This Will Be the End of Everything

I spend inordinate amounts of time blaaaaaaaaaaaaaah thinking about either music or religion. Both have become an escape for me. An irresponsible escape. Is my increasing interest in music and the production/creation of said escape due to my decreased involvement with religion? My heart is beating faster as I write this. I am the bitch of my subconsciousness. I think that deep down what makes people religious is that most Abrahamic faiths preach some sort of end of everything. This completely excludes eastern religion because they're doing it wrong. Reincarnation? A fate worse than eternal hellfire. Bramin is the highest caste in Indian society if memory serves, but I could be wrong because I learned that like six years ago. Bramin also sounds like ramen. Just saying. So back to this that and the other thing. The most appealing aspect of abolishing my agnosticism is the assuredness that the ad naseum aspirations of the apes will finally be arrested. We have an out. Christ said he would come soon, so I mean obviously he meant "soon" in the grand scheme of things because "soon" from the perspective of the bible would've come about 1,980 years ago which is also ironic because I think a lot of people thought he would come back during the 1980s because Regan was president because everybody thought Carter did a shitty job and Regan really did do a pretty good job I think he had the highest approval ratings of any president ever? let alone a republican. And just look where we are now. So in conclusion, a comet is taking too long to smack into the Earth so I feel that this is why some form of divine intervention has become necessary. I hope the council will at least consider these arguments and take a responsible course of action. Thank you, and good night.

Wednesday, February 11, 2009

A tree living with disease, feeding, persistent till the bell tolls our end. Tell me your concerns let's set forth our animosities like counting ducks in our shallow ponds. Hear me when I am speechless the rhythm of my silence beats strong, you say that there's power in our grasp but it's been nothing but whispers in my tongue. Remark, that we met last week in the corner of someplace and somewhere until our inks bled together slowly until I hardly even struggled to get past the first row. Now my mouth gapes, stretching with filth till the doorknockers turn away their faces from the echo of their own screams. Let us speak generally.

Monday, February 9, 2009

Twenty.

The day I turned 20 it hailed in LA. This struck me as poetic not so much for the uniqueness of the interaction but indeed because it was a rather un-unusual combination that became special only in my mind. I felt uncomfortably old, irrevocably separated from that scapegoat label "teen" and also intolerably young, just barely starting on two.

I loved aging in obscurity, as if the gravity of the situation was a precious secret to be protected from the false celebration of others. I imagined myself year after year, becoming an ageless constant like my mother, who hovered above late 30 no matter how many years passed.

+++++

Reproduce everything in the excerpt above from "The day I turned" down to "many years passed.", without changing a word.

[Stored data entries]
+++++

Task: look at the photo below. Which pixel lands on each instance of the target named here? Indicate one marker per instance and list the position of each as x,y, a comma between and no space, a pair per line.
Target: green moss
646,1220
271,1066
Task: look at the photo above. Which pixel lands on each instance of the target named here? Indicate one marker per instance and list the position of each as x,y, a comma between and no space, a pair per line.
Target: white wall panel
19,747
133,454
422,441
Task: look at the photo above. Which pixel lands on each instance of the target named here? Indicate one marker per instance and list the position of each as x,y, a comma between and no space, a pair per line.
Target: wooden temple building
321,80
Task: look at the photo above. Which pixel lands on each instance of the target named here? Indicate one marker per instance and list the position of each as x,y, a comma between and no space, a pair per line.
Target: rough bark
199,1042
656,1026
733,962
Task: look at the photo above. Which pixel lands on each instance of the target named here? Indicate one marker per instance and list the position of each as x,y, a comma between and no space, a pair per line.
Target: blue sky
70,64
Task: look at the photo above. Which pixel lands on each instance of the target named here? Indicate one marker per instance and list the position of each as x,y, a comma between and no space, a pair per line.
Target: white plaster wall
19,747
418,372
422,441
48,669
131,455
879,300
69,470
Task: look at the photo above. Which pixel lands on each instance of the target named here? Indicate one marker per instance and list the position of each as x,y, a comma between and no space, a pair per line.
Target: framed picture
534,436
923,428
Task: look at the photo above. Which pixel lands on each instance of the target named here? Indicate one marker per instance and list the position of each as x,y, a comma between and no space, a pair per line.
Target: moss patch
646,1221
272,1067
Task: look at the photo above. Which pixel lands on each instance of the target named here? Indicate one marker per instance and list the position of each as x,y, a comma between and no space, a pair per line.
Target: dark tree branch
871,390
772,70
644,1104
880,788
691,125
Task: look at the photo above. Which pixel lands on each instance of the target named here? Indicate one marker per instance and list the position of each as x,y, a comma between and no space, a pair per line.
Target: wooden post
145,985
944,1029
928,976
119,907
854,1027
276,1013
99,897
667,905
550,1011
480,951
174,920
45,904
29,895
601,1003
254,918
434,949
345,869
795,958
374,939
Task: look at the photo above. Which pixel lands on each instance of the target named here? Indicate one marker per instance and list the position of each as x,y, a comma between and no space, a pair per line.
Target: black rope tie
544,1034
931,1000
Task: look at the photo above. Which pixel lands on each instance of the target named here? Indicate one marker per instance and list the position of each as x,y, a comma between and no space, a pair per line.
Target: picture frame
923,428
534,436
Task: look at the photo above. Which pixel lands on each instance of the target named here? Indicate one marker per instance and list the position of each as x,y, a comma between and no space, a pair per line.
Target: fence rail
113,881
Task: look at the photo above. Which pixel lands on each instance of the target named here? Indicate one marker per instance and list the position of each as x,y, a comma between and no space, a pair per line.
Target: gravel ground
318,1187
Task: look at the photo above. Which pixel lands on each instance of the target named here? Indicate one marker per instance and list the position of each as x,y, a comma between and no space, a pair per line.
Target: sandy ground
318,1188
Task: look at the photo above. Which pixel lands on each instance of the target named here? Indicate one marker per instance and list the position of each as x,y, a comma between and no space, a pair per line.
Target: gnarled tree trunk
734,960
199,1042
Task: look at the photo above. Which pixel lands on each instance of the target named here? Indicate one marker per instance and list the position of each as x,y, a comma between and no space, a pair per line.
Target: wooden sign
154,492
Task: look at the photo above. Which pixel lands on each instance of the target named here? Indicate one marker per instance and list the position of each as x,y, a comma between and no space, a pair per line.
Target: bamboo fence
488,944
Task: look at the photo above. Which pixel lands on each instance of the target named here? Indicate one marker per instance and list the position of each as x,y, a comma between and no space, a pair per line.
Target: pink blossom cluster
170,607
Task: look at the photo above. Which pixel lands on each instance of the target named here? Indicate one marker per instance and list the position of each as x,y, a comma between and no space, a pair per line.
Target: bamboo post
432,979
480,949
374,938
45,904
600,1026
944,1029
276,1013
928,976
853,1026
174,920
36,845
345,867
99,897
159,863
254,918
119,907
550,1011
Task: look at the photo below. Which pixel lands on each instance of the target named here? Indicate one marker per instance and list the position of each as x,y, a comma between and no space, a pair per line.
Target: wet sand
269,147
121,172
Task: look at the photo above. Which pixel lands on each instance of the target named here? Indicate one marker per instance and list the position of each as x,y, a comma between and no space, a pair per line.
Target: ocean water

+++++

## ANSWER SECTION
The day I turned 20 it hailed in LA. This struck me as poetic not so much for the uniqueness of the interaction but indeed because it was a rather un-unusual combination that became special only in my mind. I felt uncomfortably old, irrevocably separated from that scapegoat label "teen" and also intolerably young, just barely starting on two.

I loved aging in obscurity, as if the gravity of the situation was a precious secret to be protected from the false celebration of others. I imagined myself year after year, becoming an ageless constant like my mother, who hovered above late 30 no matter how many years passed.